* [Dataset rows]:
----------------

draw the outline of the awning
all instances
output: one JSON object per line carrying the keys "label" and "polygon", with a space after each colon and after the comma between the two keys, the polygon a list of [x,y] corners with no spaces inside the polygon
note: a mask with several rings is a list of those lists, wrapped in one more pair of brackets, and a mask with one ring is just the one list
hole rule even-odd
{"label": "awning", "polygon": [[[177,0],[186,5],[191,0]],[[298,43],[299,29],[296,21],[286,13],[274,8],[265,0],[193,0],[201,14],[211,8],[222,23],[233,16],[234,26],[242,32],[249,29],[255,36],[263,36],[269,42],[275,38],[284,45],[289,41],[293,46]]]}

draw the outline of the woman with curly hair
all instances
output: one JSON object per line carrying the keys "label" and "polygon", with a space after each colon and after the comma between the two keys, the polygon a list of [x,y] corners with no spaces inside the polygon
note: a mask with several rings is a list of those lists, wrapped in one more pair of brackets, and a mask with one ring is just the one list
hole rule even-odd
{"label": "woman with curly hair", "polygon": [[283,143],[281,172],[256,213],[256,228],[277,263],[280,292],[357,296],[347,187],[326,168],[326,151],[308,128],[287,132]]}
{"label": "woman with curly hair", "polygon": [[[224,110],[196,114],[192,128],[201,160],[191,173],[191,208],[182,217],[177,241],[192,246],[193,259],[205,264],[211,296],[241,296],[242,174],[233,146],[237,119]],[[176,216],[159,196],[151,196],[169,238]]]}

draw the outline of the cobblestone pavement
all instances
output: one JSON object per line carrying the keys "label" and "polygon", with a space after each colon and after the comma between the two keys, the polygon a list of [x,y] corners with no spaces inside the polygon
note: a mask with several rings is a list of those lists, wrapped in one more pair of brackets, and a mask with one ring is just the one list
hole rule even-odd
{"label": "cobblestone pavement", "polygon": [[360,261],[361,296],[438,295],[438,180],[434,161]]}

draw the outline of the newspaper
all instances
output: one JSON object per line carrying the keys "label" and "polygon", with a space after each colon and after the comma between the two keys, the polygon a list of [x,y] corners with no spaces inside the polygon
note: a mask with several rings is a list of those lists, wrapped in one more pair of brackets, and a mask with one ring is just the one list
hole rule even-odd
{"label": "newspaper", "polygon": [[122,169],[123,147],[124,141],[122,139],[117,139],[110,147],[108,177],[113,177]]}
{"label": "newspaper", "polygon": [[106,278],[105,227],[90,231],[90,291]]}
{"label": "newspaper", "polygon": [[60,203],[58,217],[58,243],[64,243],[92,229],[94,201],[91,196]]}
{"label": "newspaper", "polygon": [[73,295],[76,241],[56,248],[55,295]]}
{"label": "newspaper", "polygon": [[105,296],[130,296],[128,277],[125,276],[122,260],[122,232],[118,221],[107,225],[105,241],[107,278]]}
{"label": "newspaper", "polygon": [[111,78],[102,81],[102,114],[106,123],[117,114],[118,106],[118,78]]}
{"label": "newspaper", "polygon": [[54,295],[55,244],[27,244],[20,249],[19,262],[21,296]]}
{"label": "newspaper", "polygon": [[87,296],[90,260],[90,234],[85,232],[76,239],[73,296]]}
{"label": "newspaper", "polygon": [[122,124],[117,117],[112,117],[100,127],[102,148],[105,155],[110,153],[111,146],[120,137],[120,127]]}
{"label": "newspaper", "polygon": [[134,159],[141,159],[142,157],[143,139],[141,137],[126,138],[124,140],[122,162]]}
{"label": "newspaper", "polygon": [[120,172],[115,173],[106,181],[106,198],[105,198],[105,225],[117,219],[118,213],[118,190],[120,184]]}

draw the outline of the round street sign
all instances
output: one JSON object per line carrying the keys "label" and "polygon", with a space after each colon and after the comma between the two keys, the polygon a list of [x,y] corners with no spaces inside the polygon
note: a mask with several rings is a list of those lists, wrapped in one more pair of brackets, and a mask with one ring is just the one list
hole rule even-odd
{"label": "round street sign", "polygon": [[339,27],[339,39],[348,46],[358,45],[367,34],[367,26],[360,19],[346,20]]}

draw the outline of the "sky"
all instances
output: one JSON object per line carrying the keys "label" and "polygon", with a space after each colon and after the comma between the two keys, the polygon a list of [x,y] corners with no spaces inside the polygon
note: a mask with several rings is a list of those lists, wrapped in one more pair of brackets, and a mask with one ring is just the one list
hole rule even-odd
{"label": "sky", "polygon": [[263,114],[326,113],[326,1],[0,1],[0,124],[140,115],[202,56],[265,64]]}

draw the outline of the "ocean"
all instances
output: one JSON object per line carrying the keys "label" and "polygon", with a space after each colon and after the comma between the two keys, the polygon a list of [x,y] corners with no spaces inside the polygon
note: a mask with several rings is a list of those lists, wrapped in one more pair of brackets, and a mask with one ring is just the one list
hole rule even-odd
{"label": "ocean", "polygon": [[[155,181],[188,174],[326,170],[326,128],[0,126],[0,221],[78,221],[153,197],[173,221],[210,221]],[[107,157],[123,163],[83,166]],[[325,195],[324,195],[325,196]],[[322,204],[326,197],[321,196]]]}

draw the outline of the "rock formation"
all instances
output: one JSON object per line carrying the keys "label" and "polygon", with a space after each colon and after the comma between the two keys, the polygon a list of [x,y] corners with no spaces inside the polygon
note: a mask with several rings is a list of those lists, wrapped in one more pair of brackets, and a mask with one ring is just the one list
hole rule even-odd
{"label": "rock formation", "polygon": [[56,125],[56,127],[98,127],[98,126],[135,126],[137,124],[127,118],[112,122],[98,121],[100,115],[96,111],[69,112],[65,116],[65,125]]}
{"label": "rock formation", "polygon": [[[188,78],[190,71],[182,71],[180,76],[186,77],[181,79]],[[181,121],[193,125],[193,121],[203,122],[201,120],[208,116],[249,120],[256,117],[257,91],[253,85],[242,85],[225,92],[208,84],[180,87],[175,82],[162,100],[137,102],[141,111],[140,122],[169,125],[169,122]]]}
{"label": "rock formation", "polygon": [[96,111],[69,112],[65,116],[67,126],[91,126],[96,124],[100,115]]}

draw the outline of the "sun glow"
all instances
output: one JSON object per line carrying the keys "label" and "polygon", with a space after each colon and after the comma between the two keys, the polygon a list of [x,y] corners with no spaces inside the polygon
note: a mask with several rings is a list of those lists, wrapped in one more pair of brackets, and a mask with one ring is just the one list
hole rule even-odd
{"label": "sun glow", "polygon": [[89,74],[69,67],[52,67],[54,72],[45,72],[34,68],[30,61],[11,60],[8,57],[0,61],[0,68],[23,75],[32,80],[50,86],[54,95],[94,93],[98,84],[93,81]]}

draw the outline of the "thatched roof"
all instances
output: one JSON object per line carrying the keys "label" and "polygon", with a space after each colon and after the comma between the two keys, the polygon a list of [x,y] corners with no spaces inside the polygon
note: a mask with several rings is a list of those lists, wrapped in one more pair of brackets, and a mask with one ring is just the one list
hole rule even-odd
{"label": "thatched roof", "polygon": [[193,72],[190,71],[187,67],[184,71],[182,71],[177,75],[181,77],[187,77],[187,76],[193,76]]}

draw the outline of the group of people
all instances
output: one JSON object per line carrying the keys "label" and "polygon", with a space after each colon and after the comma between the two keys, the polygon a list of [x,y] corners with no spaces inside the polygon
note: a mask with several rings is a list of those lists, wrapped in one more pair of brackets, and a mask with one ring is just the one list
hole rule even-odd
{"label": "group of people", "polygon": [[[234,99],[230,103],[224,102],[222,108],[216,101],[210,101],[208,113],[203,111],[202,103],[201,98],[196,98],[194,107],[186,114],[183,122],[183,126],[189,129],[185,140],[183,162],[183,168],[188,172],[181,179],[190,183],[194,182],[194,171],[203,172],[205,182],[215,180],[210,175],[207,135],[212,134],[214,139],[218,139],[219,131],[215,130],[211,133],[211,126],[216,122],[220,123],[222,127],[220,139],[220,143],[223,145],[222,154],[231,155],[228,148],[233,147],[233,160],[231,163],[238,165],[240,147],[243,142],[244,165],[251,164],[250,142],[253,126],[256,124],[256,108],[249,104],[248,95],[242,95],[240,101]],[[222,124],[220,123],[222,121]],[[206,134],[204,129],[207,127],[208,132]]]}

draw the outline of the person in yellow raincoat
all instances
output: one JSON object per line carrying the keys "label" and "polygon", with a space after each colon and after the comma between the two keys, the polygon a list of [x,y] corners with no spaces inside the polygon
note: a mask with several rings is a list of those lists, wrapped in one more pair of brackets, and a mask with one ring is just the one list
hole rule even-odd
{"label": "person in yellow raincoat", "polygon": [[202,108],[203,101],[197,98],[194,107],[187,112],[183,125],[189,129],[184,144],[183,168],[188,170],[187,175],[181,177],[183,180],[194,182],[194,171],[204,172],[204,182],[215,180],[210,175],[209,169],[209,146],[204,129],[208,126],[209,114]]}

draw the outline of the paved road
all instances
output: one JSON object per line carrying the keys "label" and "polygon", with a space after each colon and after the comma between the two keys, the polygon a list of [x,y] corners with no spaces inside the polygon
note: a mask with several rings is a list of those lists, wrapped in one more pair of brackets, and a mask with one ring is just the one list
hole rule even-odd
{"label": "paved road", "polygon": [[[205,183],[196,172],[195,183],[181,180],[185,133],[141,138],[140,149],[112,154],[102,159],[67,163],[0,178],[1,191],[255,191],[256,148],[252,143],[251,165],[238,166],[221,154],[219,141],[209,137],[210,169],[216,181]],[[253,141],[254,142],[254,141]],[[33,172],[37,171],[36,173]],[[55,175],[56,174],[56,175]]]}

----------------

* [Aim]:
Copy out every line from the one containing "draw the outline of the paved road" down to the end of the records, with no changes.

* [Result of this exercise]:
draw the outline of the paved road
all instances
output: one JSON object per line carrying the keys "label" and "polygon", with a space after each colon and after the comma between the two keys, the polygon a list of [x,y] corners with no spaces inside the polygon
note: a mask with several rings is a list of those lists, wrapped in one more pair of brackets, and a mask with one ring is just the one list
hole rule even-odd
{"label": "paved road", "polygon": [[[205,183],[196,172],[195,183],[181,180],[185,133],[141,138],[140,149],[112,154],[102,159],[67,163],[0,178],[1,191],[255,191],[256,148],[252,143],[251,165],[238,166],[221,154],[219,141],[209,137],[210,169],[216,181]],[[253,141],[254,142],[254,141]],[[33,172],[37,171],[36,173]],[[55,175],[56,174],[56,175]]]}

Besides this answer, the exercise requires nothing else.